WORK TO COMPLETE = Convert the records below into a JSON list of strings with one string for each line, and omit any blank lines.

Extracted data entries:
##########

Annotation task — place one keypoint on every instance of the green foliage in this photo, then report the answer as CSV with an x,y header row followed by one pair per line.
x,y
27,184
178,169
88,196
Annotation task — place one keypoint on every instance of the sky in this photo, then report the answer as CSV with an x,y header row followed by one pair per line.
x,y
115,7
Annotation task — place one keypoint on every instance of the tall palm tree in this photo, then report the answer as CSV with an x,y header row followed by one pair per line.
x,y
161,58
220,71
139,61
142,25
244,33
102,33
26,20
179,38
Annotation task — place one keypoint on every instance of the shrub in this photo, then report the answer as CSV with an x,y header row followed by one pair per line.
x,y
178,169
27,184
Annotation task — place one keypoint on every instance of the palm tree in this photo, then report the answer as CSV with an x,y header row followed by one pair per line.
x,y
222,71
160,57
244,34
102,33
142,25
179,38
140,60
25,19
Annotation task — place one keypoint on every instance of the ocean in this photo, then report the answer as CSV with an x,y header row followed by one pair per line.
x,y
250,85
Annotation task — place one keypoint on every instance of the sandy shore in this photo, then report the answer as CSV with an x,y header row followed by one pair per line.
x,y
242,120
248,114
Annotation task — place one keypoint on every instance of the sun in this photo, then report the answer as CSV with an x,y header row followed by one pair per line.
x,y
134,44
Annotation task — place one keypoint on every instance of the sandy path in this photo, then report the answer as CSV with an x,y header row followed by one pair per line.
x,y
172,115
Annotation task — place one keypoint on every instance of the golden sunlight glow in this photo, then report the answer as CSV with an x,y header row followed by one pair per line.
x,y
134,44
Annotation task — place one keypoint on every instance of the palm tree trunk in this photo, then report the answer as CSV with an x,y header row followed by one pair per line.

##########

SOLVED PROBLEM =
[
  "Annotation task — place one keypoint on every instance of the green foliage in this photo, then report the answer as CSV with an x,y header row followed by one pair per line.",
  "x,y",
  "27,184",
  "178,169",
  "88,196",
  "Annotation task — place one keypoint on every instance of the sky in this photo, then report the answer as CSV with an x,y header row followed by one pair per line.",
  "x,y",
  "115,7",
  "Annotation task — place one keypoint on every instance of the tall palm tree in this photo, then report the answer as CSV with an x,y header row followed by one pair per line.",
  "x,y",
  "161,58",
  "220,71",
  "139,61",
  "142,25",
  "244,33",
  "102,33",
  "26,20",
  "179,38",
  "Annotation task — place one keypoint on every instance of the shrub in this photo, then report the answer as CSV with an x,y header row followed by one pair per line.",
  "x,y",
  "178,169",
  "27,184",
  "Annotation task — place one keypoint on every instance of the palm tree in this photo, then report the answer as CSV with an x,y header row followed by one pair per line.",
  "x,y",
  "222,71",
  "160,57",
  "244,34",
  "102,33",
  "142,25",
  "179,38",
  "140,60",
  "25,19",
  "Annotation task — place one keypoint on every instance of the ocean in this photo, then report the answer as CSV with an x,y header row followed by one pair per line.",
  "x,y",
  "250,85",
  "Annotation task — place one keypoint on every instance of the sandy shore in this photo, then report the answer as CSV with an x,y header row followed by one pair per line.",
  "x,y",
  "242,120",
  "248,114",
  "Annotation task — place one keypoint on every instance of the sun in this photo, then report the answer as CSV with an x,y header row followed by one pair per line.",
  "x,y",
  "134,44",
  "Annotation task — place one keypoint on every instance of the sandy path in this photo, then report the answer as CSV with an x,y header row followed by one pair per line.",
  "x,y",
  "172,115",
  "Annotation task — place one keypoint on every instance of the golden sunlight glow in this photo, then report the answer as CSV with an x,y header row followed by one pair per line.",
  "x,y",
  "134,44",
  "Annotation task — place one keypoint on every instance of the palm tree trunk in this photo, then report the answer as CSV with an x,y header row followed by one pair per line."
]